What is asked: Update every one of the items below by changing "Class of interest" to "Target category" and leaving everything else untouched. Omit the pictures from your answer.

Entries drawn from a collection
┏━━

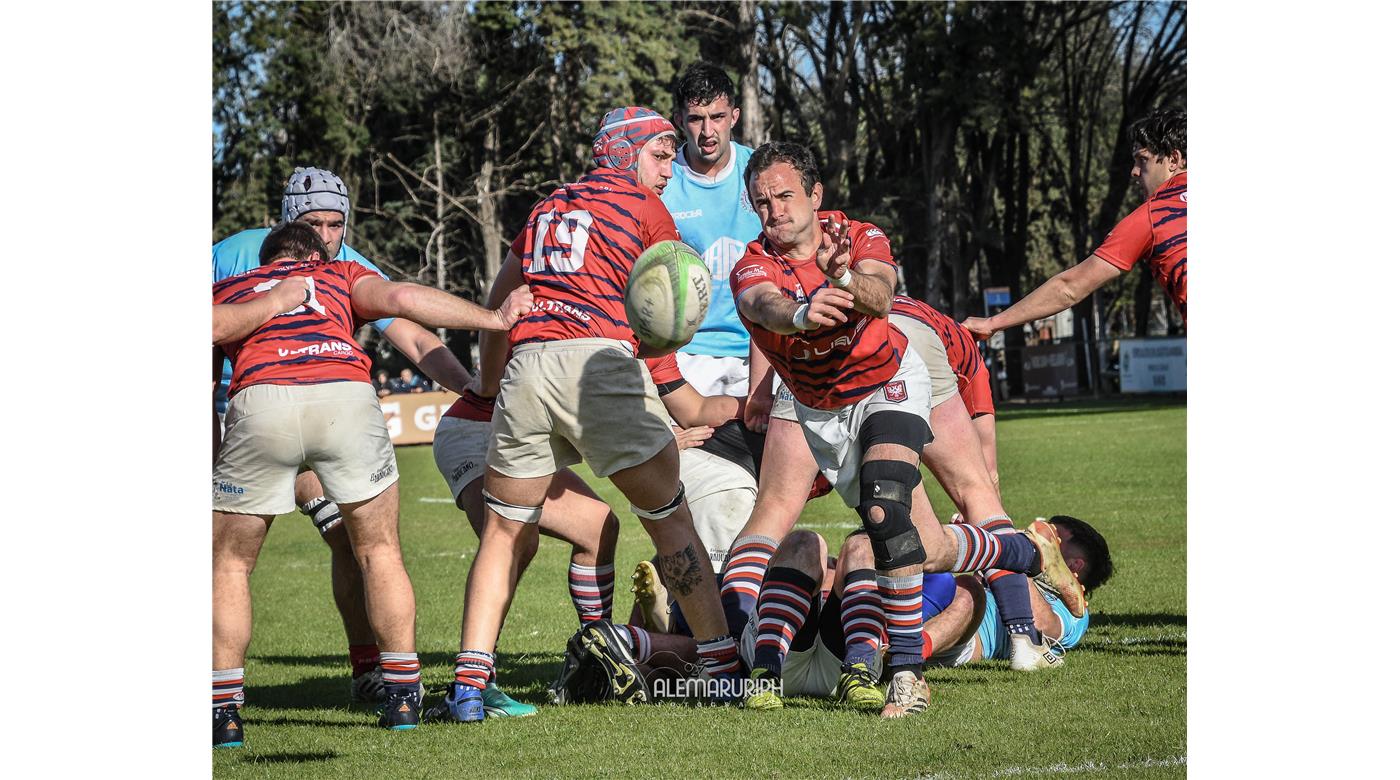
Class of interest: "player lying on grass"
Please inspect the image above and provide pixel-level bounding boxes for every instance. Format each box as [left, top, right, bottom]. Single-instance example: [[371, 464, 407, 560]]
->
[[213, 223, 531, 746], [213, 168, 484, 702], [424, 347, 743, 723]]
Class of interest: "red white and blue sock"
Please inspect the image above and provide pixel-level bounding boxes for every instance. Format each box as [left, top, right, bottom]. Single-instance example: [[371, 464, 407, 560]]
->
[[696, 636, 743, 676], [214, 667, 244, 710], [875, 573, 924, 672], [841, 569, 885, 667], [977, 514, 1040, 644], [455, 650, 496, 690], [753, 566, 816, 676], [379, 653, 421, 693], [944, 522, 1040, 574], [568, 563, 613, 625], [720, 535, 778, 636]]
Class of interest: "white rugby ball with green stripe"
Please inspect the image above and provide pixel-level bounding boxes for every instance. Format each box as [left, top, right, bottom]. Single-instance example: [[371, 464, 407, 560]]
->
[[623, 241, 710, 351]]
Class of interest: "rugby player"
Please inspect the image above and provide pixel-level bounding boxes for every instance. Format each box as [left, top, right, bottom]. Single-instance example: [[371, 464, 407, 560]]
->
[[963, 109, 1186, 339], [729, 141, 1082, 717], [213, 168, 472, 702], [424, 354, 743, 723], [213, 221, 532, 746], [436, 106, 741, 721]]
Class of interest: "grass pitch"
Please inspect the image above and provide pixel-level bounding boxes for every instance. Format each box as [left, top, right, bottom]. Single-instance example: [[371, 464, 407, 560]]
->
[[213, 402, 1186, 780]]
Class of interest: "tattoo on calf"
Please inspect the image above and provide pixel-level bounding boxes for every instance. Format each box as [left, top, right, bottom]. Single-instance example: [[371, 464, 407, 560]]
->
[[657, 545, 708, 595]]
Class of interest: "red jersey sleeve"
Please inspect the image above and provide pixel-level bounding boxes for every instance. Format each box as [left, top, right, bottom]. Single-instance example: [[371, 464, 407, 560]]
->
[[1093, 202, 1152, 270], [647, 353, 685, 386], [637, 189, 680, 246]]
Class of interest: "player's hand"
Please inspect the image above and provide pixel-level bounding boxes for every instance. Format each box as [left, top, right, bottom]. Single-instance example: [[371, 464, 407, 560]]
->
[[267, 276, 311, 314], [496, 284, 535, 330], [806, 287, 855, 328], [816, 220, 851, 280], [671, 426, 714, 450], [742, 378, 778, 433], [962, 316, 1001, 342]]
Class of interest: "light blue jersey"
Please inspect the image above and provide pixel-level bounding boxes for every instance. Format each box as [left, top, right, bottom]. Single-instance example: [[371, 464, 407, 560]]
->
[[977, 588, 1089, 661], [211, 227, 393, 415], [661, 141, 763, 357]]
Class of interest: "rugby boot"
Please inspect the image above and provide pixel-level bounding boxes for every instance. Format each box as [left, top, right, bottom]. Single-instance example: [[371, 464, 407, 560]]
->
[[423, 681, 487, 723], [631, 560, 671, 634], [214, 706, 244, 748], [836, 661, 885, 710], [1021, 520, 1088, 618], [580, 620, 651, 704], [379, 686, 423, 731], [743, 667, 783, 710], [482, 682, 539, 718], [879, 669, 930, 718], [1011, 633, 1064, 672]]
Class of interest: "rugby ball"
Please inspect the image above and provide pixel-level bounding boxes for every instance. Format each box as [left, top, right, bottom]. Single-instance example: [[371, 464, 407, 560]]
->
[[623, 241, 710, 351]]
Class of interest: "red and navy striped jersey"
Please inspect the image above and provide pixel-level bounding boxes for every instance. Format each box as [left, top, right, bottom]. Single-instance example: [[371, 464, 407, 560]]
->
[[889, 295, 986, 392], [511, 169, 680, 349], [1093, 171, 1186, 323], [729, 211, 909, 409], [214, 260, 379, 398]]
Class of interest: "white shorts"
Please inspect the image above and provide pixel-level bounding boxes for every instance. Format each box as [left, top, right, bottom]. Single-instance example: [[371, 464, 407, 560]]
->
[[433, 417, 491, 501], [486, 339, 676, 479], [794, 350, 932, 507], [680, 447, 759, 574], [676, 351, 749, 396], [214, 382, 399, 515]]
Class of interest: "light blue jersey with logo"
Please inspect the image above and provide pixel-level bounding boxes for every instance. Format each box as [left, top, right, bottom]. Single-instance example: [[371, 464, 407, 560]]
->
[[661, 141, 763, 357], [211, 227, 393, 415]]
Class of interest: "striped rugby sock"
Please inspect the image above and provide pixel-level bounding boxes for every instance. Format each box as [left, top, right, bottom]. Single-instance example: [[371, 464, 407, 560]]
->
[[753, 566, 816, 676], [696, 636, 742, 676], [379, 653, 421, 690], [214, 667, 244, 710], [568, 563, 613, 625], [841, 569, 885, 667], [875, 573, 924, 671], [455, 650, 496, 690], [720, 535, 778, 636]]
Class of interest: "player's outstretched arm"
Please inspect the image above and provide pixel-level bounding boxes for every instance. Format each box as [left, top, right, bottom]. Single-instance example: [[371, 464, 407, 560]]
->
[[350, 276, 533, 330], [213, 276, 311, 344], [962, 255, 1123, 340], [735, 281, 855, 335], [384, 318, 472, 394]]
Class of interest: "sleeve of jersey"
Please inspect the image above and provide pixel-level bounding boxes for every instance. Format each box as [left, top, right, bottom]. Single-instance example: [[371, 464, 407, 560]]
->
[[641, 195, 680, 246], [340, 244, 393, 333], [851, 223, 895, 267], [1093, 203, 1152, 270], [647, 353, 686, 395]]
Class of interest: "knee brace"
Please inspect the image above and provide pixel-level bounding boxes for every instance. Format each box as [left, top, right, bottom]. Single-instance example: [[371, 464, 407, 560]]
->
[[855, 461, 924, 571], [482, 490, 545, 522], [631, 483, 686, 520]]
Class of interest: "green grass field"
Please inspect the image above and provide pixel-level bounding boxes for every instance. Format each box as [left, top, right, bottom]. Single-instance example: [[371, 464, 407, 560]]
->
[[213, 402, 1186, 779]]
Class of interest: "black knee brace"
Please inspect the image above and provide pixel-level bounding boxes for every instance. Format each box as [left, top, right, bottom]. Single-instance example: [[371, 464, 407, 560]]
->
[[855, 461, 924, 571]]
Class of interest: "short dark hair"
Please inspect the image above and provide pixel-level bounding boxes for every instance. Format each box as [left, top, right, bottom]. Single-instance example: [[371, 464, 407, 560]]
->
[[1050, 514, 1113, 597], [743, 141, 822, 195], [1128, 108, 1186, 160], [671, 62, 734, 116], [258, 223, 330, 265]]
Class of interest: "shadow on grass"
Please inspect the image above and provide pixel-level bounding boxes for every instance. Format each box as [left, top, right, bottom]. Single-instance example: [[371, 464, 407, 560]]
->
[[244, 751, 340, 763], [248, 648, 563, 708]]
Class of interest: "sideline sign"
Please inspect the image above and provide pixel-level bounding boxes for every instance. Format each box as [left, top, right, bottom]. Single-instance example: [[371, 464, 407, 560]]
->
[[1119, 339, 1186, 392]]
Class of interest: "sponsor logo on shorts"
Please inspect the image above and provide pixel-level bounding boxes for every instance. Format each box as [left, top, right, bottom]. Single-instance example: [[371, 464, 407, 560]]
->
[[277, 342, 354, 357], [452, 461, 477, 482], [370, 464, 393, 482]]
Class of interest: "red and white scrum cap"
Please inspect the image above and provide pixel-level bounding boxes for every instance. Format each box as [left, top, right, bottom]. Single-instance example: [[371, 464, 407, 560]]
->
[[594, 105, 680, 171]]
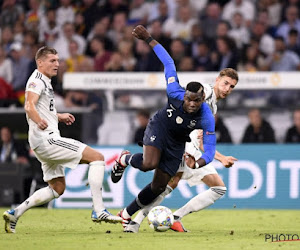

┗━━

Problem solution:
Target category: "player lying on grass"
Please inspect the image above and provide pixel-level bounding boxes for every instance. Format each box as [left, top, right, bottom]. Single-instance example: [[371, 464, 407, 560]]
->
[[213, 223, 531, 746], [213, 168, 484, 702], [424, 347, 743, 723]]
Target category: "red white and blue sock"
Please inspect the image above and provide pixel-level bounding boxes for every instance. Format each box as [left, top, right, bottom]. Single-instance example: [[371, 464, 407, 560]]
->
[[696, 636, 743, 676], [214, 667, 244, 710], [875, 573, 924, 672], [841, 569, 885, 667], [977, 514, 1040, 644], [455, 650, 496, 690], [753, 566, 816, 676], [379, 653, 421, 693], [944, 522, 1040, 574], [568, 563, 613, 625], [720, 535, 778, 636]]
Target category: "white rugby ball with green stripe"
Please inspect the image above and provide pixel-level bounding boxes for every instance. Format each box as [left, top, right, bottom]. Single-instance example: [[371, 464, 407, 560]]
->
[[623, 241, 710, 351]]
Target category: "rugby player"
Please inspect the image above and provide pixel-level bounding boxes for every instance. Format each box as [left, top, right, bottom]. Single-instance example: [[371, 464, 407, 560]]
->
[[963, 109, 1186, 339], [729, 141, 1082, 717], [213, 168, 472, 702], [424, 354, 743, 723], [213, 221, 532, 746], [436, 106, 741, 721]]
Target category: "grass pitch"
Please inspect the image above and provide pixel-level bounding boxes for every instance. Format each box as [left, top, right, bottom]. Single-instance example: [[371, 464, 407, 560]]
->
[[213, 402, 1186, 780]]
Target category: "tattoo on calf"
Please inspect the image above and provide pixel-level bounding boxes for every instance. Format each box as [left, top, right, bottom]. Single-instance example: [[371, 464, 407, 560]]
->
[[657, 545, 708, 595]]
Target category: "red jersey sleeve"
Please inspect the image above and provide pixel-level bounding boxes for every instance. Format each box as [left, top, right, bottom]. Single-instance example: [[371, 464, 407, 560]]
->
[[1093, 202, 1152, 270], [647, 353, 685, 386], [637, 189, 680, 246]]
Target category: "player's hand"
Please inspect the image above and provide pixel-level bounding boxes for every instance. Format each box as [left, top, right, bottom]. Single-instance example: [[371, 464, 407, 560]]
->
[[267, 276, 311, 314], [496, 284, 535, 330], [806, 287, 855, 328], [816, 220, 851, 280], [671, 426, 714, 450], [742, 378, 778, 433], [962, 316, 1001, 342]]
Target category: "light blue jersey"
Please inspect the image above and provide pixel-level bounding boxes for every instance. Format each box as [left, top, right, bottom]. Single-instance example: [[371, 464, 407, 560]]
->
[[977, 588, 1089, 661], [211, 227, 393, 415], [661, 141, 763, 357]]
Target category: "rugby boot"
Please inspect the image above and provide pixel-level bounding boxes for every instance. Format each box as [left, top, right, bottom]. Single-instance example: [[371, 464, 407, 560]]
->
[[423, 681, 487, 723], [631, 560, 671, 634], [214, 706, 244, 748], [836, 661, 885, 710], [1021, 520, 1088, 618], [580, 620, 651, 704], [379, 686, 423, 731], [743, 667, 783, 710], [482, 682, 539, 718], [879, 669, 930, 718], [1011, 633, 1064, 672]]
Target category: "rugby ball"
Please inspect the image above and provide pixel-level bounding boxes for every instance. Format each box as [left, top, right, bottom]. Single-instance example: [[371, 464, 407, 560]]
->
[[623, 241, 710, 351]]
Target category: "red and navy striped jersey"
Please inspect the image above and provide pixel-level bounding boxes for every instance. Format each box as [left, top, right, bottom]. Single-instance example: [[371, 464, 407, 560]]
->
[[889, 295, 986, 392], [511, 169, 680, 349], [1093, 171, 1186, 323], [729, 211, 909, 409], [214, 260, 379, 398]]
Target category: "white shorts"
Please inspect the image above and provide pixel-level bounding boxes for every instance. Format each box as [left, top, right, bottom]. Single-instance example: [[371, 464, 407, 560]]
->
[[433, 417, 491, 501], [486, 339, 676, 479], [794, 350, 932, 507], [680, 447, 759, 574], [676, 351, 749, 396], [214, 382, 399, 515]]
Target category: "light blue jersey with logo"
Please inspect the image above and provide pixel-level bounding boxes for every instance. Format each box as [left, top, right, bottom]. Single-instance example: [[371, 464, 407, 560]]
->
[[661, 141, 763, 357], [211, 227, 393, 415]]
Target category: "striped rugby sock"
Please inspect the image above and provide pixel-level bounding boxes for every instance. Format each box as [left, top, right, bottom]. Single-instance example: [[371, 464, 407, 560]]
->
[[753, 566, 816, 676], [696, 636, 742, 676], [379, 653, 421, 690], [214, 667, 244, 710], [568, 563, 613, 625], [841, 569, 885, 667], [875, 573, 924, 671], [455, 650, 496, 690], [720, 535, 778, 636]]
Target category: "player's outstretched arm"
Please inspect the image above and provide pixel-level bounding boxes for every instance. Format each box as [left, top, right, bottom]. Single-instance example: [[371, 464, 407, 560]]
->
[[350, 276, 533, 330], [213, 276, 311, 344], [962, 255, 1123, 340], [735, 281, 855, 335], [384, 318, 472, 394]]
Target category: "sleeve of jersey"
Please inspect the image above and provide pixel-level bounding boxes for every instance. Format each box as [left, top, right, bottom]. Single-instance example: [[371, 464, 407, 560]]
->
[[641, 195, 680, 246], [340, 244, 393, 333], [851, 223, 895, 267], [1093, 203, 1152, 270], [647, 353, 686, 395]]
Target category: "knee brace"
Please inspect the image above and provide pixel-level bounding boxes for every instance. Format each box as [left, top, right, bottom]. Single-instance example: [[371, 464, 407, 560]]
->
[[855, 461, 924, 571], [482, 490, 545, 522], [631, 483, 686, 520]]
Target category: "green grass field"
Please inspect the image above and provide pixel-level bounding boxes for every instance. Format each box as [left, top, right, bottom]. Single-instance example: [[371, 464, 407, 560]]
->
[[213, 402, 1186, 779]]
Target category: "black knee brace"
Please inspect the image above and provide pixel-level bounding boxes for every instance. Format each box as [left, top, right, bottom]. Single-instance example: [[371, 464, 407, 560]]
->
[[855, 461, 924, 571]]
Target category: "short dark hair"
Please inspect the image above and provide pixel-level bounding boxes for every instance. Format each box as [left, top, right, bottom]. Single-instance example: [[371, 464, 407, 560]]
->
[[1050, 514, 1113, 597], [743, 141, 822, 195], [1128, 108, 1186, 160], [671, 62, 734, 116], [258, 223, 330, 265]]
Target category: "shadow on grass"
Please inspect the image above and provide pixel-level bounding boxes for every instance. Format each box as [left, top, right, bottom]. Single-instance example: [[371, 464, 407, 560]]
->
[[244, 751, 340, 763], [248, 648, 563, 708]]
Target category: "sideline sign"
Please inspect the image above and provide pixel-level bounding boxes for every instance. Format each box as [left, top, right, bottom]. Single-instance example: [[371, 464, 407, 560]]
->
[[1119, 339, 1186, 392]]
Target category: "sponsor logo on shorts"
Please inspect the image above and provide pixel-level bounding boxes for every instance. Format each box as [left, top, right, bottom]. Single-instance example: [[371, 464, 407, 560]]
->
[[277, 342, 354, 357], [452, 461, 477, 482], [370, 464, 393, 482]]
Target category: "red and white scrum cap"
Please inspect the image above and provide pixel-level bounding boxes for every instance. Format each box as [left, top, right, bottom]. Single-instance example: [[371, 464, 407, 560]]
->
[[594, 105, 680, 171]]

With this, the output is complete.